**読解用抜粋:**

---

SHUREの完全ワイヤレスイヤホンが大幅ブラッシュアップされ、『AONIC 215, Gen2 完全ワイヤレス高遮音性イヤホン(第2世代)』として新たにリリースされたのでさっそく入手。
実を言うと昨年春に発売された初代モデルを発売開始直後に購入していたのですが、後にメーカーが販売停止や回収に追われることになる不具合の影響を受けてまともに評価を行えないまま速攻返品する羽目に。秋にはこれらの不具合に対応した改良版が登場しましたが、その時点で次期モデルの噂が既に漏れ聞こえていたのでそれを待ってのリベンジという形になります。
音質面で高い評価を受けながらも、最初の躓きで出鼻を挫かれた感の否めない初代モデル。その汚名返上を賭けて市場投入されたSHUREの次世代完全ワイヤレスイヤホンの実力や如何に!?
開封の儀
特徴的な円形のデザインが施された大き目のパッケージ。
一見して初代モデルとの区別が付きにくいですが、「GEN 2」の文字の有無で判別可能です。
ご開帳。
パッケージに則した丸い形のクイックスタートガイドの下に、アダプタ(レシーバー)装着済のイヤホン本体とフィルムで保護された充電ケース。
さらには取扱説明書と交換用イヤーピース、ケースの充電に使用するUSB A to Cケーブルも同梱。
イヤーピースは『ソフトフォーム・イヤパッド』と『ソフト・フレックス・スリーブ』のS/M/Lサイズが付属しており、このうちソフトフォーム・イヤパッドのMサイズはあらかじめイヤフォンに装着された状態で収められています。
新型のBluetoothレシーバー『完全ワイヤレス・セキュアフィット・アダプター(第2世代) (RMCE-TW2)』と『SE215 Special Edition (SE215SPE-A)』のイヤホン部で構成されたAONIC 215(第2世代)の本体。

---

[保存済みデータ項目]
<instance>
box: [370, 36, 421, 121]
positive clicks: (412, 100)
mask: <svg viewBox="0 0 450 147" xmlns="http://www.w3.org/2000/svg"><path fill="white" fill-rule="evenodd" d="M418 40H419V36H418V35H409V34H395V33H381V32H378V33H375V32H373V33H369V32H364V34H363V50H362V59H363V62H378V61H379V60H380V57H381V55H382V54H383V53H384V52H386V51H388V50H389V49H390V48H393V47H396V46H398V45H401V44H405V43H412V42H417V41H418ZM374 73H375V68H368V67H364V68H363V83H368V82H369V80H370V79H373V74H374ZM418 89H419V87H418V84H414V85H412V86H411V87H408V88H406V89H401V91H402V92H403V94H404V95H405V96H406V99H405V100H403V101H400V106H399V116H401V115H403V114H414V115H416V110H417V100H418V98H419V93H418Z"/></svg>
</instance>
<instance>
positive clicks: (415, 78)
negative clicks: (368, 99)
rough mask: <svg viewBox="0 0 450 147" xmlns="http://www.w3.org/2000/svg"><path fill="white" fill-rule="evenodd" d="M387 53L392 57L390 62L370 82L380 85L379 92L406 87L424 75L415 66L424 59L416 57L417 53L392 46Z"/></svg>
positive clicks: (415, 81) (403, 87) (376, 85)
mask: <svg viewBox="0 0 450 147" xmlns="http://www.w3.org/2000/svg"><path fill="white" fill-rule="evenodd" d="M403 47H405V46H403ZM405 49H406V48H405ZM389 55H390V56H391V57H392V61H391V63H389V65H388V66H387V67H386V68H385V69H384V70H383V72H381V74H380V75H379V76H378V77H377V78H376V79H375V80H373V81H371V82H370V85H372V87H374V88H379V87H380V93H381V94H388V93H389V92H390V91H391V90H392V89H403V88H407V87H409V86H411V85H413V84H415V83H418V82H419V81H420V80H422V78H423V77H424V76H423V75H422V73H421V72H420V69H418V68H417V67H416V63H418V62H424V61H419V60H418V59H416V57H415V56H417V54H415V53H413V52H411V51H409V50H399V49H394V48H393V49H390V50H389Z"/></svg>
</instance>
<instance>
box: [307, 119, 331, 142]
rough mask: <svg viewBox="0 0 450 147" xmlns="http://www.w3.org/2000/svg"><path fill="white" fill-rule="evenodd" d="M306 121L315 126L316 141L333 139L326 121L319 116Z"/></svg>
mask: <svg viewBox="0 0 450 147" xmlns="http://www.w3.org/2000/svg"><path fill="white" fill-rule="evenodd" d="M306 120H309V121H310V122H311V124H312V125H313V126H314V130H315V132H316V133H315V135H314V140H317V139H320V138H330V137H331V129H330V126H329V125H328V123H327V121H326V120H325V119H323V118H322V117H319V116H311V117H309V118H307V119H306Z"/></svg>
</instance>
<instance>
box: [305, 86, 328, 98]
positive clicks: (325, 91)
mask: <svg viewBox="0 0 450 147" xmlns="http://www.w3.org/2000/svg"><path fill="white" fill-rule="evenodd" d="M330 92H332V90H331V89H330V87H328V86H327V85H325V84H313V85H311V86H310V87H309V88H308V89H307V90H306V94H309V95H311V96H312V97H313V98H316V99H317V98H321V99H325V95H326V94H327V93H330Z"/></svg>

---

**課題の目的:** イヤホンの紹介文によると、パッケージで初代モデルと第2世代を見分ける手がかりは何ですか。

**課題への回答:** 「GEN 2」の文字があるかどうかで判別できます。